:: WHAT IS BEING ASKED ::
Up to and including the line with "the pig eye", restate every line of the records below word for word, from the first line on, leaving out the pictures.

:: RECORDS TO PROCESS ::
★ ★ ★ ★ ★

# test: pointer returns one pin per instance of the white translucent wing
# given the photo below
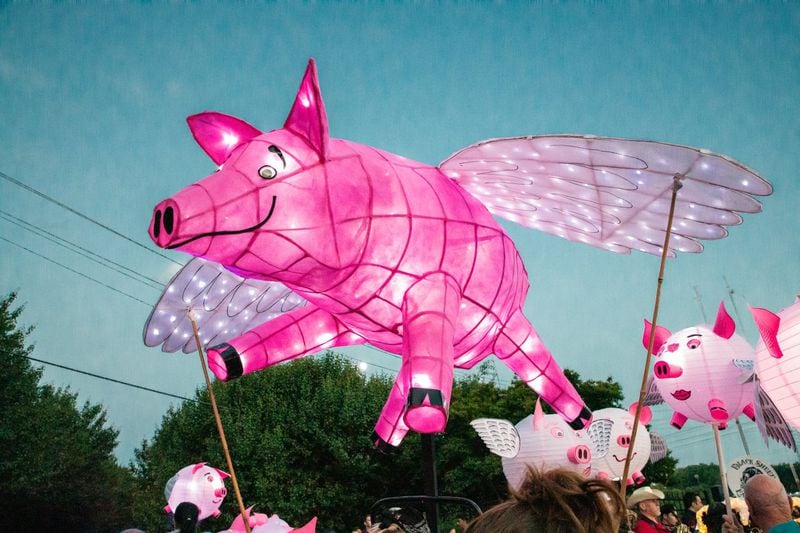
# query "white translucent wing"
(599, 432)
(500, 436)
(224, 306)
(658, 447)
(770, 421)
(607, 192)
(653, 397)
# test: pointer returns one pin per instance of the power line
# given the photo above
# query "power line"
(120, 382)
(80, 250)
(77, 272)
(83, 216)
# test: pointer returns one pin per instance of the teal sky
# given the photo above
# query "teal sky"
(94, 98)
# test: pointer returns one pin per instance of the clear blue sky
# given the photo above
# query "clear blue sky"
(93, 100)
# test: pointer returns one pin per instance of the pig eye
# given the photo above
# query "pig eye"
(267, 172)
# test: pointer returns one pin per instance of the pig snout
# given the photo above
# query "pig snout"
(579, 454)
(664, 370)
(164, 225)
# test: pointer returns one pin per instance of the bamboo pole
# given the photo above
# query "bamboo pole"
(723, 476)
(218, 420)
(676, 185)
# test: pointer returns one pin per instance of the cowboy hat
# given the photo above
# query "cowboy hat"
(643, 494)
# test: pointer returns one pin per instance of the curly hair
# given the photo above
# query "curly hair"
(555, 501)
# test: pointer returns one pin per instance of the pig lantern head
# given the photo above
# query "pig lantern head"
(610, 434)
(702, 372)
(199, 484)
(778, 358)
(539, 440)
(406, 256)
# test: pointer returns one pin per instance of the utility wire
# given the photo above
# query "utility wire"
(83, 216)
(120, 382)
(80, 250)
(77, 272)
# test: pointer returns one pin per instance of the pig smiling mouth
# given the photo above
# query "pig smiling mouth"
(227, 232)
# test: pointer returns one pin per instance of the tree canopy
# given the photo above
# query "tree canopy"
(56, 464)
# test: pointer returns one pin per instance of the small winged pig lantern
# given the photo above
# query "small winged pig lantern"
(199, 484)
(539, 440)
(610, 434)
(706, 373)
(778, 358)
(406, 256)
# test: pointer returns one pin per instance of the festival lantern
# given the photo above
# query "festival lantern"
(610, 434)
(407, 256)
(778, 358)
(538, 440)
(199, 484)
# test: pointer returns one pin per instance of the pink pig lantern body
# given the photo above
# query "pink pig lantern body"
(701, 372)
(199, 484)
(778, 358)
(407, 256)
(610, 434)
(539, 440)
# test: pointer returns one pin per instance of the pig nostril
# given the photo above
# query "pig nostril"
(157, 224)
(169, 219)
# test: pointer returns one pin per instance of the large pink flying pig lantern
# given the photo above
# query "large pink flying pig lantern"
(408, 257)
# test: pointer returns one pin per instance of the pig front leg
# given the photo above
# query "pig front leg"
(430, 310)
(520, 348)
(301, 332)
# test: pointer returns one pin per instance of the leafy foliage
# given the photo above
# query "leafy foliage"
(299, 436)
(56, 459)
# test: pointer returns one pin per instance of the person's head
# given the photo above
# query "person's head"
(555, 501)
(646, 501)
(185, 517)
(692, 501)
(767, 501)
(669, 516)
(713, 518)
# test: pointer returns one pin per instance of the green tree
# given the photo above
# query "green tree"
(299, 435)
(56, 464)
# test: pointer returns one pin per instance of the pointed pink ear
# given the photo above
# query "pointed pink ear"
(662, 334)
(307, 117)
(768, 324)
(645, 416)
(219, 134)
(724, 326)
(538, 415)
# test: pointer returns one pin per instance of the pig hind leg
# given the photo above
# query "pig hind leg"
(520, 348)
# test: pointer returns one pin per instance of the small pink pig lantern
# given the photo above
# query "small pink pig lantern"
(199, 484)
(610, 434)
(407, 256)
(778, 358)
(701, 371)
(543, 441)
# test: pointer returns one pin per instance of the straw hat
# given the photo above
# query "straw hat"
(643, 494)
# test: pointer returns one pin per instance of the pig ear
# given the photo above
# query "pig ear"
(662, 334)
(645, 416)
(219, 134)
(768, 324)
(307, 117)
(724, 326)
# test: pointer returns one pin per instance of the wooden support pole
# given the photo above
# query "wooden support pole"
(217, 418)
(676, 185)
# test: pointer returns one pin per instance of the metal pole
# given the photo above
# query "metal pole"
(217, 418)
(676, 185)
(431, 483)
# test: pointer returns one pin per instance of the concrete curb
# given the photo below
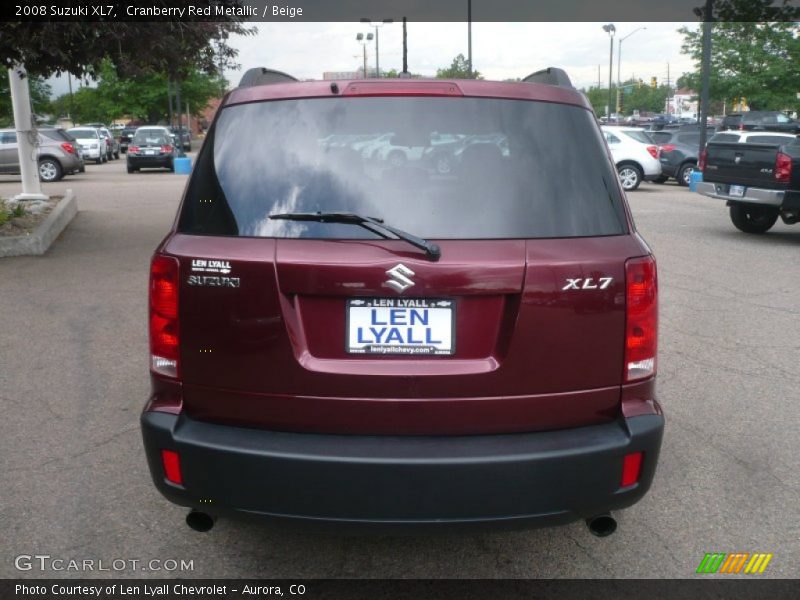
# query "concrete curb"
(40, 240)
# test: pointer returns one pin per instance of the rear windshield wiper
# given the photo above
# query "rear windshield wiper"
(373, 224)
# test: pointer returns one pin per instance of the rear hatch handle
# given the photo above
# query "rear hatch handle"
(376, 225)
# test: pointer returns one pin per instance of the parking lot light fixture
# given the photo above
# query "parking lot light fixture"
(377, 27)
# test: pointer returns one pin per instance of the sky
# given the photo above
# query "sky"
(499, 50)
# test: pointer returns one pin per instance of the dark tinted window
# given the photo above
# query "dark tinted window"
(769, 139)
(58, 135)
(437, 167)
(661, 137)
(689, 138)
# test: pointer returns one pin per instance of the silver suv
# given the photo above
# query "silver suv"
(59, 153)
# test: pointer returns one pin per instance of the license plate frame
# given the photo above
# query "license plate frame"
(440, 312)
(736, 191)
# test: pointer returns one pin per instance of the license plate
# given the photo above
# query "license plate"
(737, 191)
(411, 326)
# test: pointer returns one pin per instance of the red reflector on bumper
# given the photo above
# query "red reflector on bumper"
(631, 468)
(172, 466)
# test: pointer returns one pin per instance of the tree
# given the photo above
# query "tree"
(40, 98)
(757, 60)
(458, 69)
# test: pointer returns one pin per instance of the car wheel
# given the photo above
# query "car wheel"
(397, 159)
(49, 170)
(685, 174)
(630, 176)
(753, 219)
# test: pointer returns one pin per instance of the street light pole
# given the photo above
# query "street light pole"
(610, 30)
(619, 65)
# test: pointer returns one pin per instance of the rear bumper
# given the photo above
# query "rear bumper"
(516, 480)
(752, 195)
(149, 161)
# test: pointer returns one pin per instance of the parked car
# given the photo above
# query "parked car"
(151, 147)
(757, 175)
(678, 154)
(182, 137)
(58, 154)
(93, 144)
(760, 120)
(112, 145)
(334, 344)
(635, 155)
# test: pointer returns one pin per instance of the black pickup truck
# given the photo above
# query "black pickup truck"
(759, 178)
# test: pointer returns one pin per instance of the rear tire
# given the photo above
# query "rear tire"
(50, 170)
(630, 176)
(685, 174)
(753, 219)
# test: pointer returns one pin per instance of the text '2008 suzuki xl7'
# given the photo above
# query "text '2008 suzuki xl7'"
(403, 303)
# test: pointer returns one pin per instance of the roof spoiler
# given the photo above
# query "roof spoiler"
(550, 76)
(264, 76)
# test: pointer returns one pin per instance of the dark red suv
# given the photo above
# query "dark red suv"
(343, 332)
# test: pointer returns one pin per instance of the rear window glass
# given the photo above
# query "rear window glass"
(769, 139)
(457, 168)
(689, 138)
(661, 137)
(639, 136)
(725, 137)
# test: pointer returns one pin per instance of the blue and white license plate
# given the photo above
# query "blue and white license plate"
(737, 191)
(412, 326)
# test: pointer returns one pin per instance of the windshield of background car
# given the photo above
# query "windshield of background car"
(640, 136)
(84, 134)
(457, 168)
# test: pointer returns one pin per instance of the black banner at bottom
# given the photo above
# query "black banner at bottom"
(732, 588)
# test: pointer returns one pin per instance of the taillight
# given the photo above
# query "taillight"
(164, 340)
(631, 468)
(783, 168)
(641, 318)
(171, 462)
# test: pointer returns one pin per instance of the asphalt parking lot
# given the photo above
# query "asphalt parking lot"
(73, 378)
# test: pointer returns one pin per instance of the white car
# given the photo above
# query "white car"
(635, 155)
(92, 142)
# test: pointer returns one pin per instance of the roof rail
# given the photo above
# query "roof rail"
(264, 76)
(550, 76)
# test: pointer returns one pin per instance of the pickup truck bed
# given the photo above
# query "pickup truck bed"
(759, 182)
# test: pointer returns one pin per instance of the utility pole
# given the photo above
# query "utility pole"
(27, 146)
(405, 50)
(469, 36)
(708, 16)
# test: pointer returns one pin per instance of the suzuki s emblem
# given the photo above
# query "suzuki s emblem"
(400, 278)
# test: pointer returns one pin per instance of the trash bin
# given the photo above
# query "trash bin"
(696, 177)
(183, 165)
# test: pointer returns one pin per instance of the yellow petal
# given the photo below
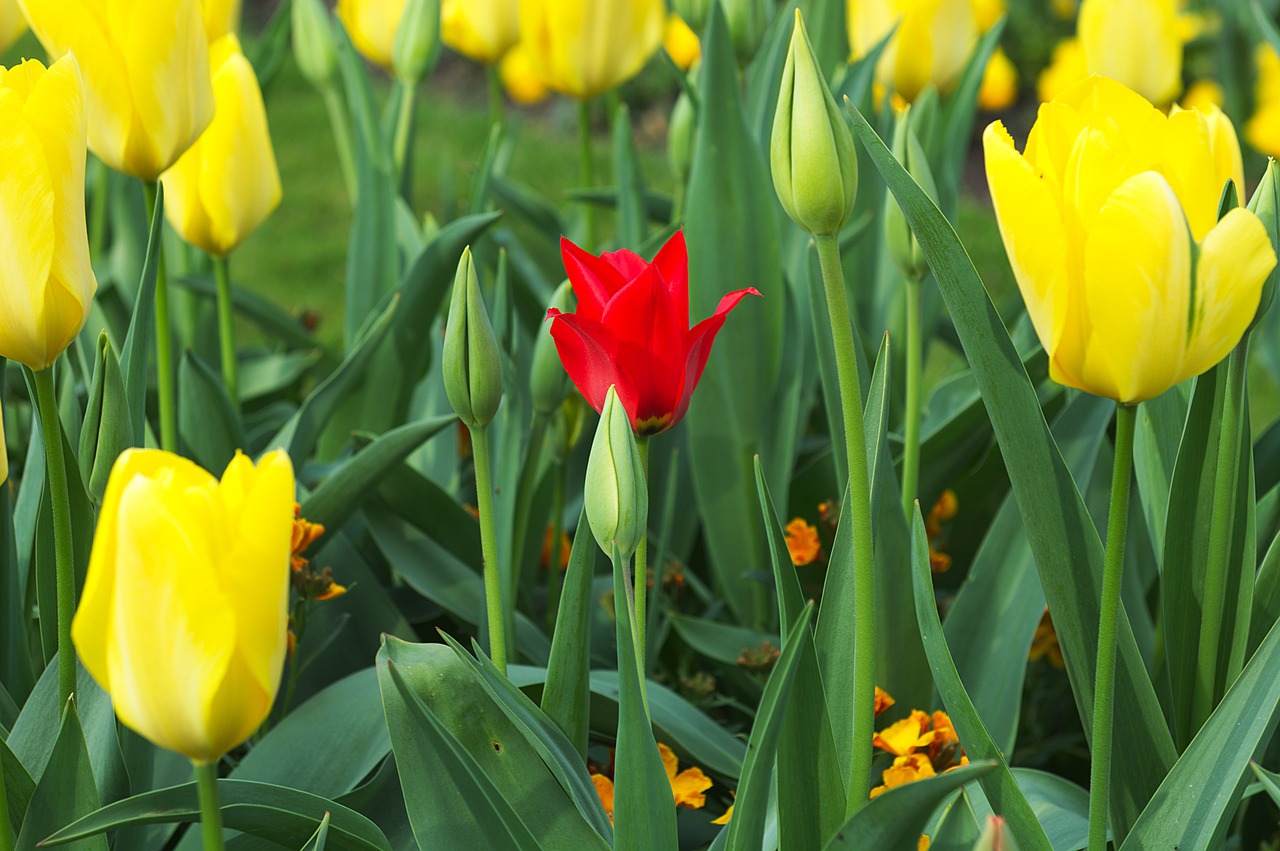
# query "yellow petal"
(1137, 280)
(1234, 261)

★ ★ ★ ★ ★

:: REPLY ::
# test: pointer returns one pin per instance of the white translucent wing
# given the photo below
# query "white translucent wing"
(599, 432)
(500, 436)
(224, 306)
(658, 447)
(770, 421)
(607, 192)
(653, 397)
# test: pointer returns one pin per instance of the power line
# given the photo above
# query "power line"
(120, 382)
(80, 250)
(77, 272)
(83, 216)
# test: pointer returns one pin per instance of the teal sky
# given the photo above
# query "teal sky"
(94, 98)
# test: pointer returns one pin per instance of the clear blue sky
# given the photo above
# query "clear blue sky"
(93, 100)
# test: pointer returns one pin per instance of the pig eye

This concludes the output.